PROBLEMS –
A. Can you restate the paragraph beginning "Active managed funds in Australia destroyed" from the article on active fund managers as a short list of its main facts?
B. Could you carry on the article about active fund managers, picking up after its final sentence?

TEXT EXCERPT –
____

Sunday, December 22, 2024

Active fund managers continue to destroy value and line their pockets with your money - Why?

22 May 2024 6 month(s) ago 4 Comments

Active fund managers are almost universally useless. Here is my updated report on how much wealth they destroy for Australian investors.

  • Are they getting any better?·       
  • Why do we let active fund managers take $4.5 billion from investors’ pockets every year?
  • Where does the money go? How much do they pocket?
  • And how much do they just throw away through incompetence?

 

Active managed funds in Australia destroyed $4.5 billion of wealth from retail investors in 2023. Half of this was a straight transfer of wealth from the pockets of innocent investors to the pockets of fund managers. The other half was genuine wealth destruction through incompetence. 

S&P’s ‘SPIVA’ reports

For the past 20 years, global index provider S&P has published regular surveys of active fund performance in Australia and other major markets around the world. The series is called ‘SPIVA’ (‘S&P Index Versus Active’). They compare how active funds perform against the benchmark index they are trying to beat in their chosen asset class.

The results are always the same – the vast majority of ‘active’ funds consistently under-perform their benchmark.

____

(Entries from a dataset)
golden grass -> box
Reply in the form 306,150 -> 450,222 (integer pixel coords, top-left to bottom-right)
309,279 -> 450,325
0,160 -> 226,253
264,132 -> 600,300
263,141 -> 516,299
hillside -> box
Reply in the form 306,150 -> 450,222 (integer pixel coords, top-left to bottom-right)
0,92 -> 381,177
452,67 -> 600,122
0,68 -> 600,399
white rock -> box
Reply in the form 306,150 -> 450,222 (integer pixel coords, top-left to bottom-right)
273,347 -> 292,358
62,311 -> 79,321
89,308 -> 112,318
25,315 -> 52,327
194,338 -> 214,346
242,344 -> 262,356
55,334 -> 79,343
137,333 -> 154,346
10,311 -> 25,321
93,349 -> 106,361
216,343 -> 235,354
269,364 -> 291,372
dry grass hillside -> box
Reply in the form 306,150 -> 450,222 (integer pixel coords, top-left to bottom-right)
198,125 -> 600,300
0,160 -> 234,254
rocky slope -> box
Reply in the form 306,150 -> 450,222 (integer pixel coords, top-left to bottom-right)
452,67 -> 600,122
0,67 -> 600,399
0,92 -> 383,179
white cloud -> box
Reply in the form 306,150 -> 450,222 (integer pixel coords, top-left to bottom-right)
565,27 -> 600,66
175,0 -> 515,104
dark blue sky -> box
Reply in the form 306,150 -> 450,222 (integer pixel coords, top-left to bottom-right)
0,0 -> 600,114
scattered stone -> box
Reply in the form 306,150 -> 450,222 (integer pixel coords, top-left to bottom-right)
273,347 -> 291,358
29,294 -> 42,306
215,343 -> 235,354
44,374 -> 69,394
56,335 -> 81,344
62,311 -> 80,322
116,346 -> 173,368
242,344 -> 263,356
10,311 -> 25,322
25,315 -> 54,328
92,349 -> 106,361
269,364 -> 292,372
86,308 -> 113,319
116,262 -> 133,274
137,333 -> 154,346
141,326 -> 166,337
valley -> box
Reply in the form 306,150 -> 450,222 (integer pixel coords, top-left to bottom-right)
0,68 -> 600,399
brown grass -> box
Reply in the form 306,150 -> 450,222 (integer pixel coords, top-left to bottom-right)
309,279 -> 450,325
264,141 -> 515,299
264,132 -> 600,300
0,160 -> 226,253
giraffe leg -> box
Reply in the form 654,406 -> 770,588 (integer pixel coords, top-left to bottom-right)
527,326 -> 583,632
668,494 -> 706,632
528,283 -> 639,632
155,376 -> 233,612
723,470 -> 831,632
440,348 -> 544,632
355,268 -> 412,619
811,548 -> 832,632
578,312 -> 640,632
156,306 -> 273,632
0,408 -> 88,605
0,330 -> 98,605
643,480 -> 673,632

____

TASK-BY-TASK OUTPUTS –
A.
- In 2023, active managed funds in Australia destroyed $4.5 billion of retail investors' wealth.
- Half of that was a direct transfer from investors to fund managers.
- The other half was genuine wealth destruction caused by incompetence.

B.
Investors would be far better off using low-cost ‘passive’ index funds/ETFs. Passive index funds don’t have over-paid active fund managers and teams of expensive analysts trying to pick stocks. They just buy all stocks in the chosen index at their index weights, and automatically re-balance (adjust) the weights regularly so the holdings keep track of the index.

That’s it. Simple, low-cost, passive index funds beat most active funds most of the time. It is the same in all markets everywhere.

‘ETFs’ (Exchange Traded Funds) also offer other advantages of transparency and tax-effectiveness.

With the power of compounding, even small differences in annual returns add up to big differences in wealth and incomes over many years.

Why do they bother?

The only reason an active fund manager gets out of bed each morning is to beat the market. If they can’t beat the market, they should hand back investors’ money and get a real job.

If they were smart, they would just buy all stocks in the index they are trying to beat, then take the rest of the day off, knowing that just ‘buying the index’ would beat most of their peer active fund managers most of the time. But they are not that smart.

Why do active fund managers continue to try to beat the market despite continued failure year after year?

Mostly ego. They all think they are the next Warren Buffett. They all start out with a lucky break – they might have picked some tech stocks in a tech boom, or lithium stocks in a lithium boom, or biotechs in a biotech boom, or whatever. They confuse luck with skill, and they think they can pick the next boom, and the next, and the next.

They can’t. The results prove it. Every year!

Funds management is a ridiculously high paying industry (ie high cost for investors). That would be justifiable if the industry as a whole added value. It doesn’t. It destroys billions of dollars of investors’ money every year.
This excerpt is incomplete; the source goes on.